» SELECTED EXCERPT:
BEGIN

Background information
- Born: 1 April 1941 Tokoname, Aichi Prefecture, Japan
- Origin: Japan
- Died: Emi Itō: June 15, 2012 (aged 71) Yumi Itō: May 18, 2016 (aged 75)
- Genres: Kayōkyoku
- Occupations: singers, actresses
- Instrument: Voice
- Years active: 1958–1975
- Label: King Records
- Past members: Emi Itō Yumi Itō

= The Peanuts =

Japanese vocal group

The Peanuts (ザ・ピーナッツ, Za Pīnattsu) were a Japanese vocal duo comprising the twin sisters Emi (伊藤エミ, Itō Emi) and Yumi Itō (伊藤ユミ, Itō Yumi). They were born in Nagoya on April 1, 1941. Their voices were close in timbre, which resulted in their singing together sounding like a solo artist using double tracking or reverb.

==Early life==
Emi and Yumi were born identical twins to Hideyo and Tsukiko Ito on Tuesday April 1, 1941 in the city of Tokoname in Aichi Prefecture. Emi was older than her twin sister Yumi.

END

» ASSIGNED TASK 1: In the article on The Peanuts, rewrite the paragraph beginning "Emi and Yumi were born identical twins" as a short bulleted list that keeps its main facts.
» ASSIGNED TASK 2: According to the article on The Peanuts, what record label was the duo with?
» ASSIGNED TASK 3: List every person the article on The Peanuts names.

» STORED DATA:
BEGIN

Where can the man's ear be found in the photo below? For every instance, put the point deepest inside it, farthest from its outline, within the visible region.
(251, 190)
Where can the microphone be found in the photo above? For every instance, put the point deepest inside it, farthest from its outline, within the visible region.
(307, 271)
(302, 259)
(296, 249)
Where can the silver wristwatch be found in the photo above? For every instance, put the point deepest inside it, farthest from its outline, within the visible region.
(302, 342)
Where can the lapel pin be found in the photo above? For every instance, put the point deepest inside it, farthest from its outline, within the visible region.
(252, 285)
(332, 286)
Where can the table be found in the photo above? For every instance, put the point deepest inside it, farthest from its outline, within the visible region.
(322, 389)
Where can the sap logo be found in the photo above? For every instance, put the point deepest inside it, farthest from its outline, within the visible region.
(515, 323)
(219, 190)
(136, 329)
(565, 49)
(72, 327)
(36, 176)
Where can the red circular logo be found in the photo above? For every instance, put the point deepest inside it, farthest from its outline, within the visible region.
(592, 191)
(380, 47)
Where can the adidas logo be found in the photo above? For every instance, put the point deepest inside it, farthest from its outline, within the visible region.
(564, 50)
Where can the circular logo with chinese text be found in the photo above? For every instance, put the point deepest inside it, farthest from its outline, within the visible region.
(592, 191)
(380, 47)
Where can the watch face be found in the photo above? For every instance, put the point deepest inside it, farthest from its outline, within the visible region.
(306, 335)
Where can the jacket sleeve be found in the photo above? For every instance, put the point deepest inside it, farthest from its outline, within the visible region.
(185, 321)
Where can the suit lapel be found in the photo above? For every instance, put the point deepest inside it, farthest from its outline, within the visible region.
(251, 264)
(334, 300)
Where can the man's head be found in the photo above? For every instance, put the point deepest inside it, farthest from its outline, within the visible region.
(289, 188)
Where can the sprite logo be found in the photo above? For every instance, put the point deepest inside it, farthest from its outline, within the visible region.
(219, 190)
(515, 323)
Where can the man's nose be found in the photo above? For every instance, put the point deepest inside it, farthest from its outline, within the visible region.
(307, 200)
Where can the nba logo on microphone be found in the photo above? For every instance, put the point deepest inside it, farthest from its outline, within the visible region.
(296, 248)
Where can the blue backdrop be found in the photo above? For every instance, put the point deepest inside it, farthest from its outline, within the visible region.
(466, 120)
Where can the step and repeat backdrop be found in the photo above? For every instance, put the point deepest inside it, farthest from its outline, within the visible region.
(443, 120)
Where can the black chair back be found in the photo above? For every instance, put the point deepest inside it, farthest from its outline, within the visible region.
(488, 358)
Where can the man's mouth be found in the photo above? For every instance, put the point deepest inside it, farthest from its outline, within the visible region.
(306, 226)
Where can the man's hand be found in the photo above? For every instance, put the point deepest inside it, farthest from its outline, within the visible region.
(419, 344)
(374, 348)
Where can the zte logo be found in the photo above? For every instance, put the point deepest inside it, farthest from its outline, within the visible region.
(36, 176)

END

» ANSWER SPACE 1:
- Emi and Yumi were identical twins.
- Their parents were Hideyo and Tsukiko Ito.
- They were born on Tuesday, April 1, 1941.
- Their birthplace was the city of Tokoname in Aichi Prefecture.
- Emi was the older twin.

» ANSWER SPACE 2: King Records

» ANSWER SPACE 3:
- Emi Itō
- Yumi Itō
- Hideyo Ito
- Tsukiko Ito